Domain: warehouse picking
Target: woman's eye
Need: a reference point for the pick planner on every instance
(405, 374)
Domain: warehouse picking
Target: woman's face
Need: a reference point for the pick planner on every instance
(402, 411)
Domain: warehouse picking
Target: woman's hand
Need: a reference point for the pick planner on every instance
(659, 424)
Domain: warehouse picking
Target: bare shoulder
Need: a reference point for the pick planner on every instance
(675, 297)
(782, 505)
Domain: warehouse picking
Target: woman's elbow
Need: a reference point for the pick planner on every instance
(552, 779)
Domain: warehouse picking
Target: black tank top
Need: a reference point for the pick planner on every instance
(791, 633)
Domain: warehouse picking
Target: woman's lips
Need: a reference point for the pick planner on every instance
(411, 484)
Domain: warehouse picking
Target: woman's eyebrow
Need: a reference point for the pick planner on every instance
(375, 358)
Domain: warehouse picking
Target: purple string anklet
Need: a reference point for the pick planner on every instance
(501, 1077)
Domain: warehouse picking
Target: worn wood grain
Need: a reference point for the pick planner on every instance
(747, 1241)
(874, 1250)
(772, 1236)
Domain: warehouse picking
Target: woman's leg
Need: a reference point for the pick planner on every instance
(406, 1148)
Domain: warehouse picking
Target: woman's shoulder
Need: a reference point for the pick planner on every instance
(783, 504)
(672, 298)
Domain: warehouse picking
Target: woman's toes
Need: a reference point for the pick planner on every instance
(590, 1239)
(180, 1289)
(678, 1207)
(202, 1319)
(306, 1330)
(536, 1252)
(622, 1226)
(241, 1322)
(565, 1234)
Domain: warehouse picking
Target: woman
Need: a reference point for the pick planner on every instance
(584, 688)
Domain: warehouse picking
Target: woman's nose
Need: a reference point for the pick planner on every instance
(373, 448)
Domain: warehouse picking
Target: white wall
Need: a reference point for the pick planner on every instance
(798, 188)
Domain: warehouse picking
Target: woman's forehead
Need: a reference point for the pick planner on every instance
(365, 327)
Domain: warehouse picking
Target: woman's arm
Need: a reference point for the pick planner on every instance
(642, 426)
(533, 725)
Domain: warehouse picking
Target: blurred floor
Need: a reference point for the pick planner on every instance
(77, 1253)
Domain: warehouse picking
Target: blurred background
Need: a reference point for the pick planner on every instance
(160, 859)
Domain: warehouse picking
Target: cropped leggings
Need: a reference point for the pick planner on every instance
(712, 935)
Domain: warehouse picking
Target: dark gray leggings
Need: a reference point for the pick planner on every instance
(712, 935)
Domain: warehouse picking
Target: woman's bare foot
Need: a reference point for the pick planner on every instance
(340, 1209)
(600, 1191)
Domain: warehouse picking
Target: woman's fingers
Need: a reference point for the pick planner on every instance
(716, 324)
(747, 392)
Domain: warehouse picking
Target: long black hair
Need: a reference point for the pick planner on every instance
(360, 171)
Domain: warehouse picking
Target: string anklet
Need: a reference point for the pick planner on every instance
====================
**What the exercise asks**
Write all of the records out again exactly.

**Response**
Domain: warehouse picking
Target: woman's eye
Need: a reference point for the pick planner on every instance
(405, 374)
Domain: warehouse picking
Target: woman's face
Need: a reference point for the pick planner on every instance
(402, 411)
Domain: warehouse picking
Target: woman's hand
Need: a reference point for the pick planner on every instance
(659, 424)
Domain: warehouse picking
Target: bare shoulder
Need: a reference point for the pick planner on every instance
(675, 297)
(782, 505)
Domain: warehouse picking
Target: woman's elbow
Need: a reference point for the pick planner on every instance
(552, 779)
Domain: warehouse picking
Target: black tank top
Need: a reference point for the pick planner on every instance
(791, 633)
Domain: warehouse picking
Target: woman's lips
Need: a reference point for the pick planner on every instance
(411, 484)
Domain: warehouse picking
Target: woman's eyebrow
Need: a reference point for the pick planner on every instance
(375, 358)
Domain: warehouse picking
Target: purple string anklet
Need: a reference point for the pick planner on every instance
(501, 1077)
Domain: warehouse picking
Target: worn wood grain
Need: a reference point for the pick planner on every instance
(747, 1241)
(874, 1250)
(772, 1236)
Domain: warehouse picking
Target: woman's leg
Need: a reference point for the pick planner on every instance
(406, 1148)
Domain: warehouse picking
Target: woman's shoulder
Need: a reference point for the pick planner on every instance
(783, 504)
(672, 298)
Domain: warehouse picking
Target: woman's toes
Need: a reference point for the pick planner on every instance
(590, 1239)
(180, 1289)
(678, 1207)
(202, 1319)
(306, 1330)
(536, 1252)
(622, 1226)
(241, 1322)
(565, 1234)
Domain: warehouse picking
Target: woman
Need: a reference point for the pick planner on every instance
(584, 688)
Domain: warehouse picking
Target: woman's nose
Need: a reference point for the pick planner on every instance
(373, 448)
Domain: warehouse picking
Target: white wall
Need: a reference point for the pick planner on every instance
(798, 188)
Domain: warehouse picking
Target: woman's forehead
Need: a reference point for the pick planner on every instance
(365, 327)
Domain: warehouse picking
Target: woman's arm
Need: a reference point for the pick planner on every instance
(642, 426)
(533, 725)
Domain: warehouse picking
Target: blurred floor
Need: a reference point for the pick planner on every instance
(77, 1253)
Domain: warehouse picking
Target: blurred background
Need: a reference point for the pick planner on every instance
(160, 859)
Domain: warehouse picking
Target: cropped leggings
Need: a reference point for the pick planner on every instance
(712, 935)
Domain: warehouse picking
Target: dark gray leggings
Need: a reference point for the pick planner on every instance
(712, 935)
Domain: warehouse picking
Target: woman's bare foot
Need: a reference point for the pick planner on every instance
(340, 1209)
(600, 1191)
Domain: warehouse picking
Target: woman's fingers
Need: a reference point for the pick planner on every instance
(716, 324)
(747, 392)
Domain: warehouse picking
Target: long black hair
Need: a reference point for the pick planner on every instance
(360, 171)
Domain: warehouse picking
Target: string anklet
Need: a reference point for the pick planner on every instance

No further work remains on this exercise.